-------- Information given
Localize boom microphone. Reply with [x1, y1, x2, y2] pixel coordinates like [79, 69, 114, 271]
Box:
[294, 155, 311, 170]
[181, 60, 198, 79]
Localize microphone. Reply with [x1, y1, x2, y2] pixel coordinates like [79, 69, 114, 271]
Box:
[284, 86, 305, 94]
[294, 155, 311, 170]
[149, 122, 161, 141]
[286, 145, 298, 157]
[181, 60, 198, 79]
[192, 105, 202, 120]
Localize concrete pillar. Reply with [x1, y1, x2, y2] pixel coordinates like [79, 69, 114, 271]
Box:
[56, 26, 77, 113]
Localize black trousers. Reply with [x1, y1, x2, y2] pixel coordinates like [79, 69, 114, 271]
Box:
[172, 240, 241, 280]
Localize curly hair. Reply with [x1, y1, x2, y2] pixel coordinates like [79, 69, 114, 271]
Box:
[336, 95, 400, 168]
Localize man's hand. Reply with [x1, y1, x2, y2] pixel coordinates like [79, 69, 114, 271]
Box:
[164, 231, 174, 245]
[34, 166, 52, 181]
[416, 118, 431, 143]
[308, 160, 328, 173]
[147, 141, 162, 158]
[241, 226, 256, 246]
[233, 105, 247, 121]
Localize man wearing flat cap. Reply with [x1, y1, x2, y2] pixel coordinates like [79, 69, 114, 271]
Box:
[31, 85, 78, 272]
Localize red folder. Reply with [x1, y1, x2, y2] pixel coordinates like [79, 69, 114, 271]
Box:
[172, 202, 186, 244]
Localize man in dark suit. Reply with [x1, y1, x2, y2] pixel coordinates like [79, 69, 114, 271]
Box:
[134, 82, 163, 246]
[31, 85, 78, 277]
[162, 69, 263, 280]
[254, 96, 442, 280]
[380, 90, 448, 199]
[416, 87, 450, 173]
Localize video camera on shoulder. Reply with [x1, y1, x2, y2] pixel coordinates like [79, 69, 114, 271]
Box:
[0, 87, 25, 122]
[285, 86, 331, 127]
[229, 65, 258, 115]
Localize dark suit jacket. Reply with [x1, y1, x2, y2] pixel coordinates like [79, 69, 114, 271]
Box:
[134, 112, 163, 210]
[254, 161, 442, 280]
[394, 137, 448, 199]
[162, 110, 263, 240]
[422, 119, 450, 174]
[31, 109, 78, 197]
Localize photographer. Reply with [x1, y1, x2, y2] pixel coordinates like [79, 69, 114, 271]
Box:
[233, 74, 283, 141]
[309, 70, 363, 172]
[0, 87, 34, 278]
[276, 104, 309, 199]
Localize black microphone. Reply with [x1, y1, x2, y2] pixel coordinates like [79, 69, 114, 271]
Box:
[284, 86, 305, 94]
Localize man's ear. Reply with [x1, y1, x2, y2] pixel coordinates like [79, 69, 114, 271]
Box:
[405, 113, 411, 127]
----------------
Work instructions → Give back all the records exactly as they stand.

Solution to the exercise →
Localize boom microphone. Reply with [x1, y1, x2, y2] pixel coordinates like [79, 69, 114, 271]
Box:
[294, 155, 311, 170]
[181, 60, 198, 79]
Localize microphone. Reply with [x1, y1, x2, y2] pixel coordinates like [79, 69, 114, 271]
Box:
[284, 86, 305, 94]
[294, 155, 311, 170]
[149, 122, 161, 141]
[286, 145, 298, 157]
[181, 60, 198, 79]
[192, 105, 202, 120]
Localize concrete pillar. Reply with [x1, y1, x2, y2] pixel coordinates like [79, 69, 114, 271]
Box:
[56, 26, 77, 113]
Localize black trousers. Reply with [x1, y1, x2, y2] pixel coordinates like [79, 69, 114, 271]
Box:
[172, 240, 241, 280]
Localize curly hair. Reply with [x1, y1, x2, y2] pixel coordinates like [79, 69, 114, 271]
Box:
[336, 95, 400, 168]
Localize man's hand. Reply with [x1, y1, x2, y2] pixel coordinates like [79, 69, 114, 271]
Box:
[164, 231, 174, 245]
[34, 166, 52, 181]
[416, 118, 431, 143]
[308, 160, 328, 173]
[147, 141, 162, 158]
[241, 226, 256, 246]
[233, 105, 247, 121]
Localize man wearing flat cap. Reply with [x1, y1, x2, y2] pixel coordinates like [79, 69, 114, 271]
Box:
[31, 85, 78, 272]
Localize red folder. Reply with [x1, y1, x2, y2] pixel coordinates like [79, 69, 114, 271]
Box:
[172, 202, 186, 244]
Localize man in dark suit. Reply with [x1, y1, x2, y2] pixel coordinates like [79, 69, 114, 271]
Box:
[134, 82, 163, 246]
[31, 85, 78, 277]
[162, 69, 263, 280]
[254, 96, 442, 280]
[380, 90, 448, 199]
[416, 87, 450, 173]
Localize video camera on shoulder. Reply with [x1, y1, x2, y2] pixel coordinates like [79, 69, 114, 271]
Box:
[0, 87, 25, 122]
[285, 86, 331, 127]
[229, 65, 258, 115]
Localize dark suit jacket. Reply with [x1, y1, x2, y2] pixel coordinates like [79, 69, 114, 271]
Box:
[134, 112, 163, 210]
[254, 161, 442, 280]
[394, 137, 448, 199]
[162, 110, 263, 240]
[422, 119, 450, 174]
[31, 109, 78, 197]
Localize photographer. Reply with [x1, y1, x2, y2] pixel coordinates like [79, 69, 114, 271]
Box:
[233, 74, 283, 141]
[309, 70, 363, 172]
[0, 87, 34, 278]
[276, 104, 309, 199]
Localize black microphone. Reply with [x1, y1, x2, y2] pixel coordinates like [79, 69, 114, 271]
Box:
[284, 86, 305, 94]
Localize man's ear. Reply with [x1, y1, x2, y2] pixel coordinates like [79, 69, 114, 271]
Box:
[405, 113, 411, 127]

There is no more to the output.